### Instructions for the task:
Render the rows below as a two-column CSV with columns `label_text` and `box`. Begin at the line that contains "Scientific specimen imaging: find the cart" and stop after the line that contains "[181,183,280,525]". Write one CSV line per row, with the row's text and its answer each in a single quoted field and any line breaks replaced by spaces.

Bounding-box rows

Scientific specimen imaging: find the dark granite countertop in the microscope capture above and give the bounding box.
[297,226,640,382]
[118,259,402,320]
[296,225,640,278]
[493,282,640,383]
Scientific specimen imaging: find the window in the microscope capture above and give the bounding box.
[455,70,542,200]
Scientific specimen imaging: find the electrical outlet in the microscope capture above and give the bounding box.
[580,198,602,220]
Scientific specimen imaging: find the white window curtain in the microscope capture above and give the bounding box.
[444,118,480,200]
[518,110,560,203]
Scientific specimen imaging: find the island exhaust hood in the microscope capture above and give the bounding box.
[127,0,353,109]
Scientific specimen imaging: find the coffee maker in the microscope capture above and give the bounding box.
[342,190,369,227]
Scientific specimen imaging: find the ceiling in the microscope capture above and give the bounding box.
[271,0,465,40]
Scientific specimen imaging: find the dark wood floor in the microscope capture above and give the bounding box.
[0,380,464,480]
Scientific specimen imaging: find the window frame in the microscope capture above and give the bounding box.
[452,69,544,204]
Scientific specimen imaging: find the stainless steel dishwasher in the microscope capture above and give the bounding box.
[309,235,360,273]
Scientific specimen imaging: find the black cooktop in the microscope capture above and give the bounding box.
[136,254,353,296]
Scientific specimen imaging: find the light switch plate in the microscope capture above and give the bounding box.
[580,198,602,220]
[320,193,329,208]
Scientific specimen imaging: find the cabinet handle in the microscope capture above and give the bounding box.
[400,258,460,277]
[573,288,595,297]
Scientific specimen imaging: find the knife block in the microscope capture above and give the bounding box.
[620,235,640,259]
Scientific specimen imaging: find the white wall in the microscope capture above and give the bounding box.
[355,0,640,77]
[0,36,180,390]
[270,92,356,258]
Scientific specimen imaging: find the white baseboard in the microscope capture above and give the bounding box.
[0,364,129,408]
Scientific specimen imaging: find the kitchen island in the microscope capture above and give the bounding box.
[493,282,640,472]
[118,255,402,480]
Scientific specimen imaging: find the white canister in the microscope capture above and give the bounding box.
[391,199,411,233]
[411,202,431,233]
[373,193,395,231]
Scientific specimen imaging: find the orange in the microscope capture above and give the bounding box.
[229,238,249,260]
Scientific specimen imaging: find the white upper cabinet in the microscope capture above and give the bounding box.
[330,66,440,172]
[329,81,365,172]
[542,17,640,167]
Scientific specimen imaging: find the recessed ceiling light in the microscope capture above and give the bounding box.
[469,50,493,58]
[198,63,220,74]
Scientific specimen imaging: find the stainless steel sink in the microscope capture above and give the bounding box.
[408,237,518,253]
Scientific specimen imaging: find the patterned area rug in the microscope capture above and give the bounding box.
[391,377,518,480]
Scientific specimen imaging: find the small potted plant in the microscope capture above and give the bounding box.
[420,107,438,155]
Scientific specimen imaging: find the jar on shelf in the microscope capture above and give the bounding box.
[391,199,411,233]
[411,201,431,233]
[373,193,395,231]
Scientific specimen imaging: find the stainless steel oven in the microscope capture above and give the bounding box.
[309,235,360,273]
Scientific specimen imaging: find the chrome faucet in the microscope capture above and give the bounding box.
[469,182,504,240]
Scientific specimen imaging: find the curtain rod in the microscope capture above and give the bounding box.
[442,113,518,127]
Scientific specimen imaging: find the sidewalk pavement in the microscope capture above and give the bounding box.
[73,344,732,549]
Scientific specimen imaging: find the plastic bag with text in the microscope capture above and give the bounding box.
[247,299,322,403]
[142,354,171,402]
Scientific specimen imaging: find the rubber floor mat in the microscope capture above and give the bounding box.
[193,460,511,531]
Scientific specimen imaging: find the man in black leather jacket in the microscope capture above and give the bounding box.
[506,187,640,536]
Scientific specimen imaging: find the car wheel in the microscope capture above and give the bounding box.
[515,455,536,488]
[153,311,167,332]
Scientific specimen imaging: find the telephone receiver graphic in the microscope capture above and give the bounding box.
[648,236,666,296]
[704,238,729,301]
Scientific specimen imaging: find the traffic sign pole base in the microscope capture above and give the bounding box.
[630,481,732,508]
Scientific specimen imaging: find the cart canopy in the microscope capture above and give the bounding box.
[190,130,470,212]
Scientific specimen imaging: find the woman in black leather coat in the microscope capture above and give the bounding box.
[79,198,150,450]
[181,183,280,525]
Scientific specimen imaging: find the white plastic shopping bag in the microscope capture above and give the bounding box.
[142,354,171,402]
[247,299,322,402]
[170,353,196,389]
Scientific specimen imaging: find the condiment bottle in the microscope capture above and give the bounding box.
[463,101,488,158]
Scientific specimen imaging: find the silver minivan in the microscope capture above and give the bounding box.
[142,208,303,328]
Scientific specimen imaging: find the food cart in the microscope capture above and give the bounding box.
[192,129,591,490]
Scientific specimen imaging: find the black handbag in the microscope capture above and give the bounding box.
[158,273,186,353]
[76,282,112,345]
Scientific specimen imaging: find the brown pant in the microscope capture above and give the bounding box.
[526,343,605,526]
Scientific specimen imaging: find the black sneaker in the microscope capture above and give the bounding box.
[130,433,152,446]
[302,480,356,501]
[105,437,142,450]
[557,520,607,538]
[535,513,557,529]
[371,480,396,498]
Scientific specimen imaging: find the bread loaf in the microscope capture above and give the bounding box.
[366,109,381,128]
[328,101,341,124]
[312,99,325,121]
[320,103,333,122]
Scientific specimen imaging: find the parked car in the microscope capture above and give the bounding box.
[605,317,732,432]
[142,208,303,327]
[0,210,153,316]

### Full solution:
label_text,box
"Scientific specimen imaging: find the cart canopy in the microscope capture above and give the bounding box.","[190,130,470,212]"
"Scientific specimen imaging: find the woman in black leather coat in the microscope capture above and give the bounding box.","[79,198,150,450] [181,183,280,525]"